*TO DO:*
1. According to the biography of Alice Cicolini, what book did she write for Thames & Hudson?
2. Rewrite the part of the Alice Cicolini biography starting with "She is a Research" and going on through "craft and design.", changing "Research Associate" to "Visiting Lecturer".
3. Please continue the biography of Alice Cicolini from where it stops.
-- START OF SOURCE DOCUMENT --
Alice Cicolini is a designer and creative commissioner, curator of several international touring exhibitions on design and a published author, including a book on contemporary British dandyism, The New English Dandy, for Thames & Hudson.
She is a Research Associate at Central St Martins, where she graduated in 2009 with a Masters in Jewellery Design. Formerly Director Arts & Culture for the British Council in India, she remains closely involved with Indian craft and design.
Alice has exhibited at the V&A, Fortnum & Mason, Zaha Hadid Gallery, Somerset House, Sotheby's and Asia House in London, and at Nature Morte and Bungalow 8 in India. Her guest designer collection for British fine jewellery house Annoushka launched at Liberty's in London in 2010, and showed at Harvey Nichols and Annoushka's flagship in Cadogan Square. A limited edition collection launched on luxury e-tailer 20Ltd.com in November the same year. She has collaborated with ceramic designer Peter Ting, Tricia Guild, Ilado, and with Swiss heritage pearl company Winterson. Alice was part of the British Fashion Council’s celebrated Rock Vaults initiative, curated by Stephen Webster, from 2012-2015. Her work has been featured by Joanna Hardy (Masters of Modern Jewellery) and Carol Woolton (Drawing Jewels for Fashion).
-- END OF SOURCE DOCUMENT --
-- START OF PROVIDED RECORDS --
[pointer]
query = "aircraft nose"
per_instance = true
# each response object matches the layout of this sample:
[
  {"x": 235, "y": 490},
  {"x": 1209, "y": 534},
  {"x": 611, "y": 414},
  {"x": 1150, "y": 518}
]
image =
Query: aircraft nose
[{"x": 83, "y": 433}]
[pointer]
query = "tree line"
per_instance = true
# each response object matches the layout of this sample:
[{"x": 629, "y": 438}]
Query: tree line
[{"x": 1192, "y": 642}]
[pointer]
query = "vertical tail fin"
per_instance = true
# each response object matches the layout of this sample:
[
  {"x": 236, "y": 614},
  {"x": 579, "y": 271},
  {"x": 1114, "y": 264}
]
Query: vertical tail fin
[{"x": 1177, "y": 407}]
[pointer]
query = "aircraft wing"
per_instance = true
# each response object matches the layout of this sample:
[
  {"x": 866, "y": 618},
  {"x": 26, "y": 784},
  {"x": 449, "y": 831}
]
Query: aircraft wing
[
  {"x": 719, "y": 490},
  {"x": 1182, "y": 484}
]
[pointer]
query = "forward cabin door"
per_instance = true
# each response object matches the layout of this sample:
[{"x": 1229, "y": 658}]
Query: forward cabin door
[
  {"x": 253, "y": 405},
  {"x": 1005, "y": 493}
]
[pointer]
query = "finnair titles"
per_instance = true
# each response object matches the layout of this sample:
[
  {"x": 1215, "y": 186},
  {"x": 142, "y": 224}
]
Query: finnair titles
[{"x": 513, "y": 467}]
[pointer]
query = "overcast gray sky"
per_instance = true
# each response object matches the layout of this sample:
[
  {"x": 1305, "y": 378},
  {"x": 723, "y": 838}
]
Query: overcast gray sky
-- END OF PROVIDED RECORDS --
*TASK-BY-TASK RESULTS:*
1. The New English Dandy, a book on contemporary British dandyism.

2.
She is a Visiting Lecturer at Central St Martins, where she graduated in 2009 with a Masters in Jewellery Design. Formerly Director Arts & Culture for the British Council in India, she remains closely involved with Indian craft and design.

3.
Known in Europe as champlevé, the meenakari enameling tradition involves engraving pattern in to the metal; in India, craftsmen prefer to work on 23.5 carat gold, the softness of the metal allowing for more detailed and expressive work, brought to life using rare enamels that have been passed down within families as heirlooms in their own right. Enamel is a combination of ground, pigmented glass and metal, heat fired into the recesses created by the engraving and then polished with agate stone to create these extraordinarily vibrant and rich colours. More commonly applied to the reverse of jewels, where the precious stones such as diamonds, sapphires, rubies and emeralds are privileged at the forefront, meenakari is also known as “the secret”, an intimate dialogue with the gem’s wearer.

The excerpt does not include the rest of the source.